◆ **EXERCISE BRIEF**
Output the entries word for word. Omit images.

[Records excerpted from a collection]
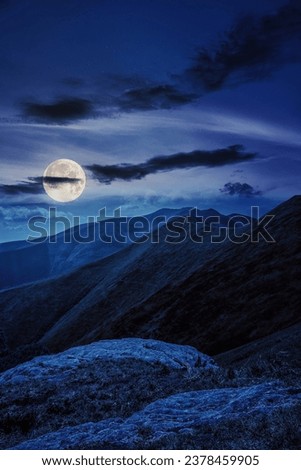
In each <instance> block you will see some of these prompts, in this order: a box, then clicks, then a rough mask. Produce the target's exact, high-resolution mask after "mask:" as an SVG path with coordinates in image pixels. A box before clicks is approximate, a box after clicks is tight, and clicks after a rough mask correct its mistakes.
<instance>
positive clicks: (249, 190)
mask: <svg viewBox="0 0 301 470" xmlns="http://www.w3.org/2000/svg"><path fill="white" fill-rule="evenodd" d="M220 192H221V193H224V194H227V195H228V196H235V195H238V196H244V197H251V196H262V194H263V193H262V191H259V190H258V189H255V188H254V187H253V186H251V185H250V184H248V183H239V182H237V183H231V182H229V183H226V184H225V185H224V187H223V188H221V189H220Z"/></svg>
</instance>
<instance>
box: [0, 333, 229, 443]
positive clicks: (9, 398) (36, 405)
mask: <svg viewBox="0 0 301 470" xmlns="http://www.w3.org/2000/svg"><path fill="white" fill-rule="evenodd" d="M223 380H224V373H223V371H222V370H221V369H220V368H219V367H217V366H216V365H215V363H214V362H213V360H212V359H211V358H209V357H208V356H206V355H204V354H201V353H200V352H198V351H197V350H196V349H194V348H192V347H189V346H179V345H175V344H167V343H163V342H160V341H153V340H142V339H134V338H132V339H123V340H112V341H100V342H98V343H94V344H90V345H87V346H80V347H77V348H73V349H70V350H68V351H65V352H63V353H60V354H56V355H52V356H42V357H38V358H35V359H33V360H32V361H30V362H27V363H25V364H22V365H19V366H17V367H15V368H14V369H10V370H8V371H6V372H4V373H2V374H1V375H0V447H1V448H7V447H12V446H14V445H17V444H18V443H20V442H22V441H24V440H28V439H32V438H36V437H38V436H40V435H42V434H46V433H50V432H53V431H56V430H59V429H61V428H65V427H66V426H77V425H79V424H83V423H86V422H90V421H91V422H98V421H101V420H104V419H107V418H116V417H119V418H126V417H128V416H130V415H132V414H133V413H135V412H136V411H138V410H141V409H143V408H145V406H147V405H148V404H150V403H151V402H153V401H155V400H158V399H159V398H163V397H167V396H169V395H171V394H172V393H178V392H184V391H187V390H197V389H202V388H212V387H214V386H217V385H218V384H219V383H220V382H221V381H223Z"/></svg>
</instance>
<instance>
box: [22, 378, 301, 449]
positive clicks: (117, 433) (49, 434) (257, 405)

◆ **OUTPUT FOR THIS TASK**
In each <instance> block you will see some of these prompts, in this order: a box, then clicks, then a rough mask. Produce the target's exact, high-resolution mask after "mask:" as an SVG path with coordinates in image pixels. A box before clicks is approximate, a box after clicks is tight, and clicks after a rough mask correct its mistakes.
<instance>
positive clicks: (249, 190)
mask: <svg viewBox="0 0 301 470" xmlns="http://www.w3.org/2000/svg"><path fill="white" fill-rule="evenodd" d="M220 192H221V193H224V194H227V195H228V196H235V195H238V196H244V197H251V196H262V194H263V193H262V191H259V190H258V189H255V188H254V187H253V186H251V185H250V184H248V183H239V182H237V183H231V182H229V183H226V184H225V185H224V187H223V188H221V189H220Z"/></svg>
</instance>
<instance>
box: [0, 333, 229, 443]
positive clicks: (9, 398) (36, 405)
mask: <svg viewBox="0 0 301 470" xmlns="http://www.w3.org/2000/svg"><path fill="white" fill-rule="evenodd" d="M223 380H224V373H223V371H222V370H221V369H220V368H219V367H217V366H216V365H215V363H214V362H213V360H212V359H211V358H209V357H208V356H206V355H204V354H201V353H200V352H198V351H197V350H196V349H194V348H192V347H189V346H179V345H175V344H167V343H163V342H160V341H153V340H142V339H134V338H132V339H123V340H112V341H100V342H98V343H94V344H90V345H87V346H80V347H77V348H73V349H70V350H68V351H65V352H63V353H60V354H56V355H52V356H42V357H38V358H35V359H33V360H32V361H30V362H27V363H25V364H22V365H19V366H17V367H15V368H14V369H10V370H8V371H6V372H4V373H2V374H1V375H0V447H1V448H7V447H12V446H14V445H17V444H18V443H20V442H22V441H24V440H28V439H32V438H36V437H38V436H40V435H42V434H46V433H50V432H53V431H56V430H59V429H61V428H65V427H66V426H77V425H79V424H83V423H86V422H90V421H91V422H98V421H101V420H104V419H107V418H116V417H119V418H126V417H128V416H130V415H132V414H133V413H135V412H136V411H138V410H141V409H143V408H145V406H147V405H148V404H150V403H151V402H153V401H155V400H158V399H159V398H163V397H167V396H169V395H171V394H172V393H178V392H184V391H187V390H197V389H202V388H212V387H214V386H217V385H218V384H219V383H220V382H221V381H223Z"/></svg>
</instance>
<instance>
box: [22, 378, 301, 449]
positive clicks: (117, 433) (49, 434) (257, 405)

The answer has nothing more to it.